◆ **Quoted passage**:

★ ★ ★

By Kate Wharmby Seldman
More cancer patients in the US are receiving reiki treatments to calm nausea, anxiety, fatigue and pain stemming from their illness, the Wall Street Journal reports.
Reiki is a form of massage that originated in Japan in the 1920s, and was developed by Buddhist doctor Mikao Usui. Practitioners touch the patient’s body lightly, or let their hands hover just above the body, and work with the body’s life force. The name Reiki is made up of two Japanese words: rei, which means God’s wisdom or the higher power, and ki, which signifies the energy flowing through the body. Reiki, then, means spiritually guided life energy. Reiki practitioners claim to transmit healing energy through their palms when they work on a patient. This energy is also referred to as ki.
According to Web site reiki.org’s FAQ on the massage method, reiki “has been effective in helping virtually every known illness and malady and always creates a beneficial effect. It also works in conjunction with all other medical or therapeutic techniques to relieve side effects and promote recovery.” Traditional medical professionals are still waiting for conclusive scientific evidence that the first claim is true, although a few studies have been conducted that suggest reiki can help cancer patients relax. Dr. David S. Rosenthal, professor of medicine at Harvard Medical School and medical director of the Leonard P. Zakim Center for Integrative Therapies at Dana-Farber Cancer Institute in Boston, puts it this way: “The evidence for Reiki is still slim, but there are trends and we have to show whether those trends are real.”
As for the claim that reiki can work in conjunction with other medical techniques, doctors are starting to explore it: patients at Memorial Sloan-Kettering Cancer Center in New York City can receive reiki treatment for free if they’re in-patients, and for a fee if they’re outpatients. Norris Cotton Cancer Center in Lebanon, N.H., also offers reiki for its patients. While the jury’s still out on whether reiki is producing any beneficial physical effects, it seems to have a definite impact on patients’ emotions: even critics of alternative medical practices - like Barrie Cassileth, chief of the Integrative Medicine Service of Sloan-Kettering, who calls reiki’s purported energy manipulation “absurd” – say that the gentle massage relaxes patients. The Wall Street Journal piece sums up the position of traditional medical practitioners on reiki and cancer like this: “Some scientists think the benefits may be as simple as the warmth of human touch and the feeling that someone is caring for you.”

★ ★ ★

(Extracted data entries)
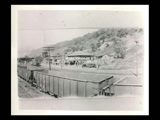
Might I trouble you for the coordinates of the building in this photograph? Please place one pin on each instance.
(79, 55)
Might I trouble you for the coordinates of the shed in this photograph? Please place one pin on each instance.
(81, 54)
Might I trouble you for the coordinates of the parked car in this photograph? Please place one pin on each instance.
(90, 64)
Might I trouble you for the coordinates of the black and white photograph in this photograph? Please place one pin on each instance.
(79, 59)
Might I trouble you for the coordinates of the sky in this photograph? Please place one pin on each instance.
(39, 28)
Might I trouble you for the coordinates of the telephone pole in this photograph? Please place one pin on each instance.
(136, 60)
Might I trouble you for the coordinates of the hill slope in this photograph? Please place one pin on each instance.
(103, 41)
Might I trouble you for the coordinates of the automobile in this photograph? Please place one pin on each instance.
(90, 64)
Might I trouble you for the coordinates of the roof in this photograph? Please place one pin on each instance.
(105, 52)
(80, 53)
(80, 77)
(26, 58)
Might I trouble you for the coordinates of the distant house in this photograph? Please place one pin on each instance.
(80, 55)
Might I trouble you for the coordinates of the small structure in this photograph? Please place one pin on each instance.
(80, 54)
(25, 59)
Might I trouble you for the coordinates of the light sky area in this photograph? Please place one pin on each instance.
(38, 28)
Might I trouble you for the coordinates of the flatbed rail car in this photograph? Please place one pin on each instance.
(67, 84)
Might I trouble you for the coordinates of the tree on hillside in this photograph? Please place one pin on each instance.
(120, 48)
(38, 60)
(98, 44)
(93, 47)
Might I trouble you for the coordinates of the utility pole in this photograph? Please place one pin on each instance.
(136, 60)
(48, 49)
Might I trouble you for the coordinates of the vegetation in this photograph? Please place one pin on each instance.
(38, 60)
(98, 41)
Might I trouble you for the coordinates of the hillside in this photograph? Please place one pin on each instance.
(104, 41)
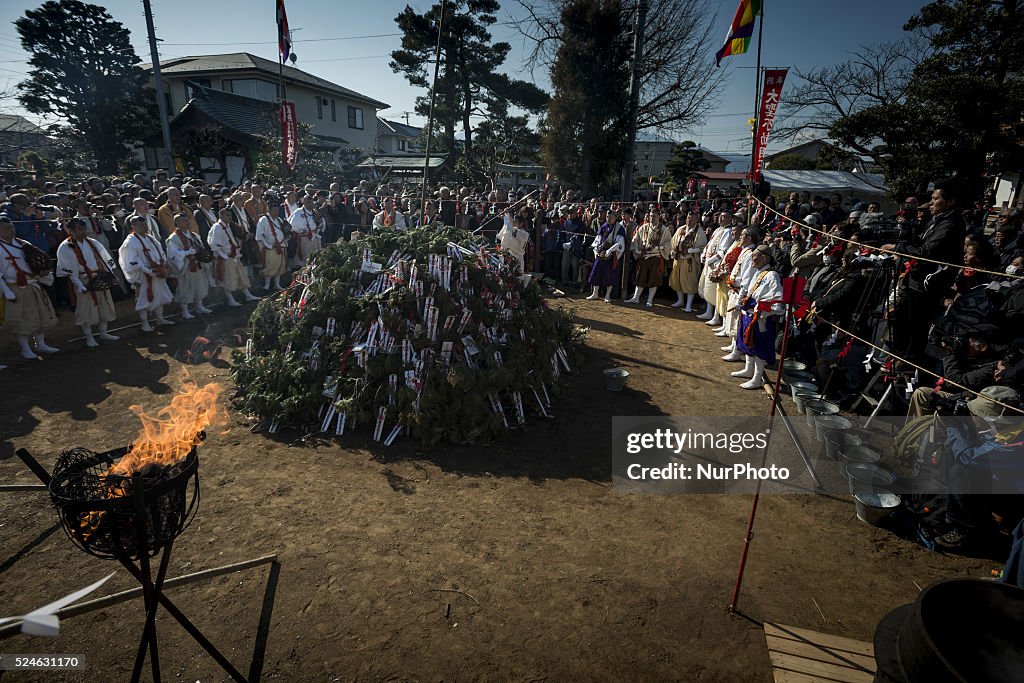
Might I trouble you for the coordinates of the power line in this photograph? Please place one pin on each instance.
(273, 42)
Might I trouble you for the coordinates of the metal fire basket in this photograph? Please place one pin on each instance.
(98, 510)
(132, 519)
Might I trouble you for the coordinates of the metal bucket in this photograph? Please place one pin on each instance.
(791, 376)
(802, 398)
(826, 422)
(839, 440)
(614, 379)
(875, 505)
(865, 476)
(816, 407)
(802, 387)
(794, 366)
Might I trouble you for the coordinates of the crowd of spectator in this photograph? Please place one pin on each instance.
(930, 296)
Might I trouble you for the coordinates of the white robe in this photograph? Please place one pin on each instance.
(399, 221)
(230, 274)
(308, 230)
(152, 292)
(193, 286)
(90, 307)
(270, 236)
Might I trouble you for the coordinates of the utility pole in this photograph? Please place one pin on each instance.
(638, 31)
(433, 99)
(161, 101)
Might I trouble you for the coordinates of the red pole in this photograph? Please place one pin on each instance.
(764, 456)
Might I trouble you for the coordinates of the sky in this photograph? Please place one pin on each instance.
(348, 43)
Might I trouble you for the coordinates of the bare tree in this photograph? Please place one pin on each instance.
(825, 96)
(679, 81)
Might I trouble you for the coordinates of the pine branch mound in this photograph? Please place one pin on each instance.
(369, 336)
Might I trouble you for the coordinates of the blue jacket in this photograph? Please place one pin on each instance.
(30, 229)
(551, 239)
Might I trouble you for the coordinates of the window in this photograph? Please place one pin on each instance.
(355, 118)
(190, 90)
(251, 87)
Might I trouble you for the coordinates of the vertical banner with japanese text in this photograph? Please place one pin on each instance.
(289, 134)
(770, 95)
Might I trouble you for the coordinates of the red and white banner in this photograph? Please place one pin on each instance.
(289, 134)
(771, 92)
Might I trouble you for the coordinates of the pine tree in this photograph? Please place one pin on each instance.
(469, 63)
(84, 71)
(584, 133)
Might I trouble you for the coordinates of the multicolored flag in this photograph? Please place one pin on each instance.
(738, 39)
(289, 134)
(284, 37)
(771, 92)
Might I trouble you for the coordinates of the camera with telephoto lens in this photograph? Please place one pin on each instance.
(949, 404)
(954, 343)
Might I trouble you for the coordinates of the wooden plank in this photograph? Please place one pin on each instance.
(783, 676)
(810, 651)
(825, 672)
(823, 639)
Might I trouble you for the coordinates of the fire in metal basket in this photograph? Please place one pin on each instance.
(98, 508)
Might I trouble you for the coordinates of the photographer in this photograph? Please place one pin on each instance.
(32, 222)
(942, 241)
(970, 361)
(984, 452)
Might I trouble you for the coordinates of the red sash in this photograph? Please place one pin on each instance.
(186, 243)
(22, 278)
(88, 271)
(153, 264)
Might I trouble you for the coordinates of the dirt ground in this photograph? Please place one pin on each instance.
(558, 577)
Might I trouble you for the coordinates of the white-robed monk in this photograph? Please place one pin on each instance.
(273, 246)
(390, 218)
(81, 259)
(227, 252)
(144, 264)
(182, 253)
(28, 311)
(308, 227)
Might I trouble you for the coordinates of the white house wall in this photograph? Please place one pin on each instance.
(305, 107)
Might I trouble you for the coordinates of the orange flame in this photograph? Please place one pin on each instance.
(168, 436)
(164, 439)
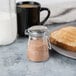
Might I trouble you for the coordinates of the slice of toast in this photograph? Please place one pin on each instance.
(65, 38)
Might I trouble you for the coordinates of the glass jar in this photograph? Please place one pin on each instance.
(38, 44)
(8, 23)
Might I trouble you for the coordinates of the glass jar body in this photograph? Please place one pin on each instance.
(38, 48)
(8, 23)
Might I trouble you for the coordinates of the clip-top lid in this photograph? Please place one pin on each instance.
(37, 30)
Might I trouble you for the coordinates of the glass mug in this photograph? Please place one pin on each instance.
(28, 14)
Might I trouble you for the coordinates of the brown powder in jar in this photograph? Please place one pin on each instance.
(38, 50)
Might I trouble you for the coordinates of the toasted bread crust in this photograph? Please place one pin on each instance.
(62, 45)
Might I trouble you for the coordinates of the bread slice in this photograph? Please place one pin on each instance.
(65, 38)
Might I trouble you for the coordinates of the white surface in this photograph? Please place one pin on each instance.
(8, 28)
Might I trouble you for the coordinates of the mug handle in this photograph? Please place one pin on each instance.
(45, 9)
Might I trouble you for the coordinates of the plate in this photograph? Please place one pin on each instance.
(64, 52)
(61, 50)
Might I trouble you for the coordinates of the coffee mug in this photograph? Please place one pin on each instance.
(28, 14)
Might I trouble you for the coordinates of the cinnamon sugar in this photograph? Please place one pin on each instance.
(38, 50)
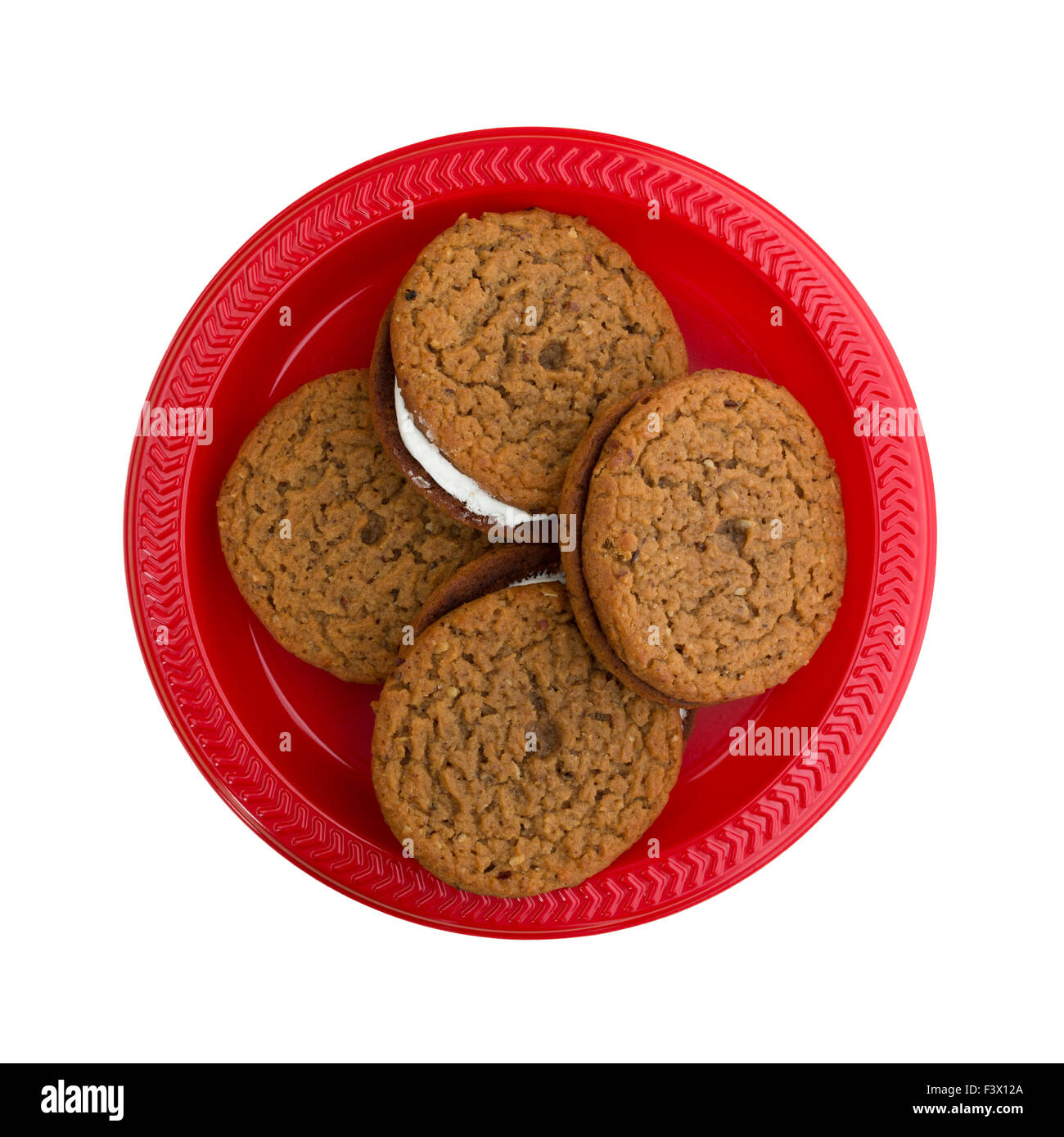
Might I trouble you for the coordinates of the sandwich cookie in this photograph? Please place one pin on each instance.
(505, 759)
(331, 547)
(712, 548)
(505, 338)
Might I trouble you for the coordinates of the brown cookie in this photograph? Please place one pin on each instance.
(507, 336)
(575, 494)
(713, 550)
(363, 549)
(507, 757)
(382, 388)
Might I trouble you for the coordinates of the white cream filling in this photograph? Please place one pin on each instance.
(539, 578)
(452, 480)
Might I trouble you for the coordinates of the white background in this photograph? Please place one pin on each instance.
(918, 145)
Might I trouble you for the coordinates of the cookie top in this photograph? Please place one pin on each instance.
(509, 760)
(508, 333)
(363, 549)
(713, 544)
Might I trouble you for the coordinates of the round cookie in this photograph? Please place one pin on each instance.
(713, 548)
(364, 549)
(508, 757)
(511, 331)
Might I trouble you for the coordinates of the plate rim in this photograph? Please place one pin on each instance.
(756, 231)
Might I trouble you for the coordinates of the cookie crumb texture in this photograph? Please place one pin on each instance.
(714, 547)
(365, 548)
(509, 332)
(452, 765)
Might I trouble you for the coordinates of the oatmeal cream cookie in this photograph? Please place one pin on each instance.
(511, 331)
(509, 760)
(360, 550)
(713, 550)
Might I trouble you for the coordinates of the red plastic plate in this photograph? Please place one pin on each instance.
(303, 298)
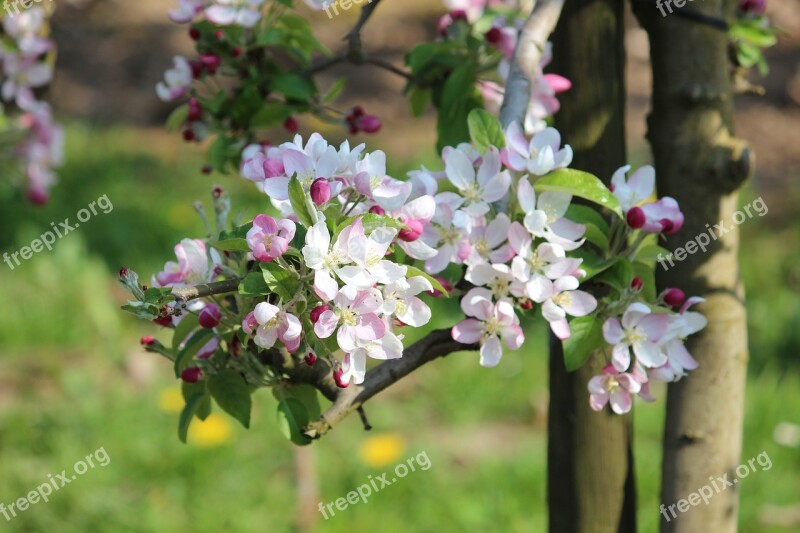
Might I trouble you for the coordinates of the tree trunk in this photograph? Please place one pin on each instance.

★ ★ ★

◆ **Task requirements**: Print the passage of the reiki article starting with "Reiki is a form" and going on through "referred to as ki.", word for word.

◆ **Result**:
Reiki is a form of massage that originated in Japan in the 1920s, and was developed by Buddhist doctor Mikao Usui. Practitioners touch the patient’s body lightly, or let their hands hover just above the body, and work with the body’s life force. The name Reiki is made up of two Japanese words: rei, which means God’s wisdom or the higher power, and ki, which signifies the energy flowing through the body. Reiki, then, means spiritually guided life energy. Reiki practitioners claim to transmit healing energy through their palms when they work on a patient. This energy is also referred to as ki.